**WHAT IS NEEDED**
Could you give back only the entries starting with the line containing "Q: In the image above, where is the pitched" and going on through the line containing "321 233 374 245", with "pitched roof" swapped for "gabled roof" and everything else kept the same?
## Start
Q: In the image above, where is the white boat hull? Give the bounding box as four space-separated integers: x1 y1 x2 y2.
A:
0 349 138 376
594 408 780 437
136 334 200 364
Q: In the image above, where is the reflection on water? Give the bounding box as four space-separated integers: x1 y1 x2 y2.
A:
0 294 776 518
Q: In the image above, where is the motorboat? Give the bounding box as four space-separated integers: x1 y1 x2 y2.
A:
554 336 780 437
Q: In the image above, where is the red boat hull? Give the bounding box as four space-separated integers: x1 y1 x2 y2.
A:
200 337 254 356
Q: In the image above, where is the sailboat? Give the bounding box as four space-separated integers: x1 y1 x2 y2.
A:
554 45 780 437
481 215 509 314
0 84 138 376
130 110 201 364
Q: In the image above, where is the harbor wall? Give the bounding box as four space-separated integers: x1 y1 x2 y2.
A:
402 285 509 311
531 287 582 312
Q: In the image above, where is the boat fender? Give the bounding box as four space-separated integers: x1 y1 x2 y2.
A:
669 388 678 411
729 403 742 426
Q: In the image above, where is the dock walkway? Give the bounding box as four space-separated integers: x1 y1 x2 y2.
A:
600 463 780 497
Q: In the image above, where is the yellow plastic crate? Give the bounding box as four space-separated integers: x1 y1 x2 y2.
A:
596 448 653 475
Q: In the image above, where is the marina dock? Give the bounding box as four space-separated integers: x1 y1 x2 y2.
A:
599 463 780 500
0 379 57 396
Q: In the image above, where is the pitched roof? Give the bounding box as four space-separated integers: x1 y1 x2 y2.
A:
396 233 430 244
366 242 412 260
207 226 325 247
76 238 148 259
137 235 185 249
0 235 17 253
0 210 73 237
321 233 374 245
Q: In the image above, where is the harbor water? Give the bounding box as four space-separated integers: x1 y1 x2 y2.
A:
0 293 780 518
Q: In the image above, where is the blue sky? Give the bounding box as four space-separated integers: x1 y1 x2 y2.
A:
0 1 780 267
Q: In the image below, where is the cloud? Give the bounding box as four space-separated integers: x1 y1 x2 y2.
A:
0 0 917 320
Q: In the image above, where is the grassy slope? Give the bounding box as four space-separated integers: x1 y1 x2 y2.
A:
## End
## Start
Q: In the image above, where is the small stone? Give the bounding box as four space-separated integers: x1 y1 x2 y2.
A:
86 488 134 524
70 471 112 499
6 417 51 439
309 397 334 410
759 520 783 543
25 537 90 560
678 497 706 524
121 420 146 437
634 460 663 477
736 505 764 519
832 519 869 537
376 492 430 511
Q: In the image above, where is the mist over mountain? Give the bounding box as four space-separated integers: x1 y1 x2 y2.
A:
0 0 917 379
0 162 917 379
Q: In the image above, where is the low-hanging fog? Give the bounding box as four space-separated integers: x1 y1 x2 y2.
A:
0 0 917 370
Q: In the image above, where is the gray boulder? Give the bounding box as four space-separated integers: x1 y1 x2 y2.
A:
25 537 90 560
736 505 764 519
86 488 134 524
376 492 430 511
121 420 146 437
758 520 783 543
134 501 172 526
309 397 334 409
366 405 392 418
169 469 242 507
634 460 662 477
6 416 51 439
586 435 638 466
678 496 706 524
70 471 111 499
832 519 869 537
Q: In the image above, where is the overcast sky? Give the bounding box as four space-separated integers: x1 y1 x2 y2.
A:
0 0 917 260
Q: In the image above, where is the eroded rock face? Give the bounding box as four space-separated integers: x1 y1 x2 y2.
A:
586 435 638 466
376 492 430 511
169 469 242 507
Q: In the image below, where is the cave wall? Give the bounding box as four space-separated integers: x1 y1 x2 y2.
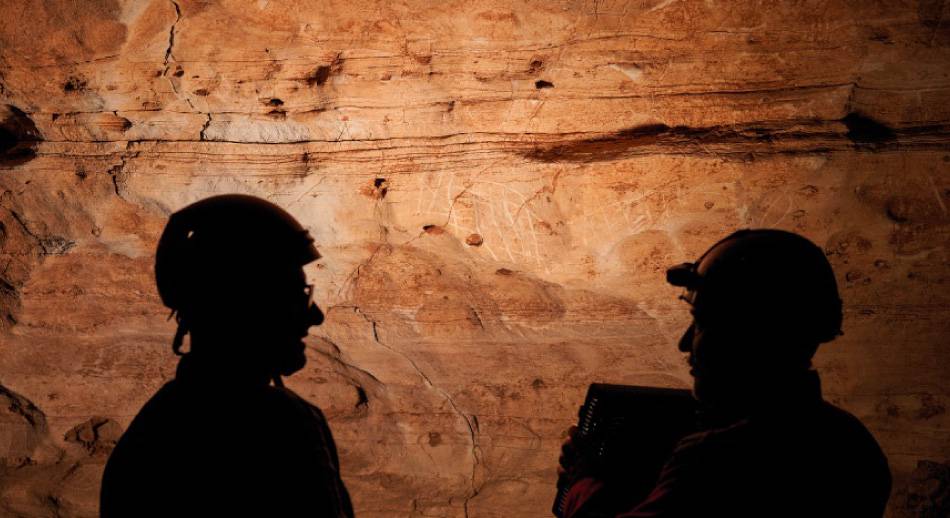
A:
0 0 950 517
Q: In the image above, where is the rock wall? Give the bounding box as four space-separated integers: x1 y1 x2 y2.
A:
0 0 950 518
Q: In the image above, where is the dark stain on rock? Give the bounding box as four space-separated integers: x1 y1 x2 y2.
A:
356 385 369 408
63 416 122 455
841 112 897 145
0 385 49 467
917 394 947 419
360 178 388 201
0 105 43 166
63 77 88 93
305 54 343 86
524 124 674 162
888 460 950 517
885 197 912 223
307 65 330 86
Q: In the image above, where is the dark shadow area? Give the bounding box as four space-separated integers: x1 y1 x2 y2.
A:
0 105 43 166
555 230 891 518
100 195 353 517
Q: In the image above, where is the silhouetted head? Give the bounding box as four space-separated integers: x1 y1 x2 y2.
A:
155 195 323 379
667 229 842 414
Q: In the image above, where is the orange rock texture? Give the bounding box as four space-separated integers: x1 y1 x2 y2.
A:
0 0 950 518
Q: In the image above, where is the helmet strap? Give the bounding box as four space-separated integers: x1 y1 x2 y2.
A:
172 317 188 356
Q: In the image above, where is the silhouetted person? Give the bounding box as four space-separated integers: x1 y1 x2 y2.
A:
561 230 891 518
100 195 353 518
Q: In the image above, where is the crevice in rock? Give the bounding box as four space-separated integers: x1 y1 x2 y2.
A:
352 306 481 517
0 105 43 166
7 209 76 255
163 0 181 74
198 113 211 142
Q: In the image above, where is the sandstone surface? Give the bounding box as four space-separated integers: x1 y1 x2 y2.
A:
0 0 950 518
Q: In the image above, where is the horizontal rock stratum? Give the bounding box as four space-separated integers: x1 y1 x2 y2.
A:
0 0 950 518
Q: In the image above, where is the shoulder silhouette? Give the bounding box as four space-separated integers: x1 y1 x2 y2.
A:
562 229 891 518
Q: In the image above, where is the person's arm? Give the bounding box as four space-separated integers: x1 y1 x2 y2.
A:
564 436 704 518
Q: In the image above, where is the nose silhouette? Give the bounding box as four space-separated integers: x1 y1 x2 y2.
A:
## End
**EXPECTED ANSWER**
Q: In the image above, where is the gabled roof? Give the bounding box as four space-separated integers: x1 y1 x2 y2.
A:
396 233 430 244
366 242 412 260
207 226 325 247
76 238 148 259
137 235 185 249
0 235 17 253
0 210 73 237
321 233 374 245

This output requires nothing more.